- [What you have to do] Turn every item below into a Markdown table with the columns "Row" and "Line". Give each non-blank line its own numbered row.

- [Data to use]
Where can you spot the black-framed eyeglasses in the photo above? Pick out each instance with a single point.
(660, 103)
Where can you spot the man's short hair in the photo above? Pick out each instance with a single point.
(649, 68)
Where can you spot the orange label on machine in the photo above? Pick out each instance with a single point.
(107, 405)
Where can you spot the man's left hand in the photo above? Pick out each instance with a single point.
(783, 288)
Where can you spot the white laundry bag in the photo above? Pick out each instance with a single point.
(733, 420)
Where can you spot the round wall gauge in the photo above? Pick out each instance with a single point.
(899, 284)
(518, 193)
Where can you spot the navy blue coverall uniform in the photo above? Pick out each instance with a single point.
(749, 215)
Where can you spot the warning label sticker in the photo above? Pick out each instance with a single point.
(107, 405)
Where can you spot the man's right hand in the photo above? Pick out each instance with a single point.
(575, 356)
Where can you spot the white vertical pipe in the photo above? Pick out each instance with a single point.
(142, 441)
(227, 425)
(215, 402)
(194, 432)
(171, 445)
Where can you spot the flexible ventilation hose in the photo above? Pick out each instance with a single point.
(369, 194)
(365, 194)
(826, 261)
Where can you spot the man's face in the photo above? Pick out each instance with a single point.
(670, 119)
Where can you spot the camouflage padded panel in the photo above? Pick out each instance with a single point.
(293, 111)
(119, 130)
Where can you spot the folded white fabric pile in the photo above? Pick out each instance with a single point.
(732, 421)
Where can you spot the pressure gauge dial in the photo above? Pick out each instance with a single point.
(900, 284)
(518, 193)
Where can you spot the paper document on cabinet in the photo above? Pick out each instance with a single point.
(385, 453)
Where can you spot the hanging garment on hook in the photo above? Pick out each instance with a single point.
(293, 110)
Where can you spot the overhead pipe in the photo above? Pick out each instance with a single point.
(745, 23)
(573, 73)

- [Exercise solution]
| Row | Line |
|---|---|
| 1 | Where can you spot the black-framed eyeglasses in the photo above? Pick out each instance with a single point. |
| 2 | (660, 103) |
| 3 | Where can you spot the man's short hair in the photo above? Pick out each instance with a single point. |
| 4 | (649, 68) |
| 5 | Where can you spot the orange label on machine in the photo above? Pick out each instance with a single point. |
| 6 | (107, 405) |
| 7 | Where can you spot the man's left hand in the photo above? Pick out each instance with a single point. |
| 8 | (783, 288) |
| 9 | Where can you spot the white laundry bag in the photo above? Pick out each instance with a single point. |
| 10 | (733, 420) |
| 11 | Where can you spot the round wall gauge in the photo above? Pick out each instance with a single point. |
| 12 | (899, 284) |
| 13 | (518, 193) |
| 14 | Where can you spot the navy blue coverall uniform in the photo above? Pick out each instance with a single point. |
| 15 | (749, 215) |
| 16 | Where can you spot the warning label sticker in the photo above? Pick out each instance with a single point. |
| 17 | (107, 405) |
| 18 | Where can you spot the man's right hand in the photo above? Pick out each instance with a single point. |
| 19 | (575, 356) |
| 20 | Where can you spot the white vertical pipe in the photo above? Pick out each instance with a single point. |
| 21 | (142, 441) |
| 22 | (227, 425) |
| 23 | (215, 402) |
| 24 | (194, 432) |
| 25 | (171, 445) |
| 26 | Where can you spot the flexible ventilation hose in the photo above? Pick out each instance with a single point. |
| 27 | (369, 194) |
| 28 | (365, 194) |
| 29 | (826, 261) |
| 30 | Where can you spot the man's face in the photo above? Pick out each instance with a single point. |
| 31 | (670, 119) |
| 32 | Where can you spot the camouflage padded panel in the photo above? Pick out each instance with a single point. |
| 33 | (293, 111) |
| 34 | (119, 130) |
| 35 | Where can you spot the folded white fabric pile in the photo above? Pick out each instance with a single point. |
| 36 | (732, 421) |
| 37 | Where can you spot the pressure gauge dial in the photo above? Pick out each instance with a single point. |
| 38 | (900, 284) |
| 39 | (518, 193) |
| 40 | Where can you spot the paper document on cabinet in the photo above? Pick out each instance with a single point. |
| 41 | (385, 453) |
| 42 | Where can you spot the hanging garment on hook in the photo above? Pick out each instance with a single point. |
| 43 | (293, 110) |
| 44 | Where can you spot the overhead pipe in the photo above? Pick out each instance with a single point. |
| 45 | (745, 23) |
| 46 | (573, 73) |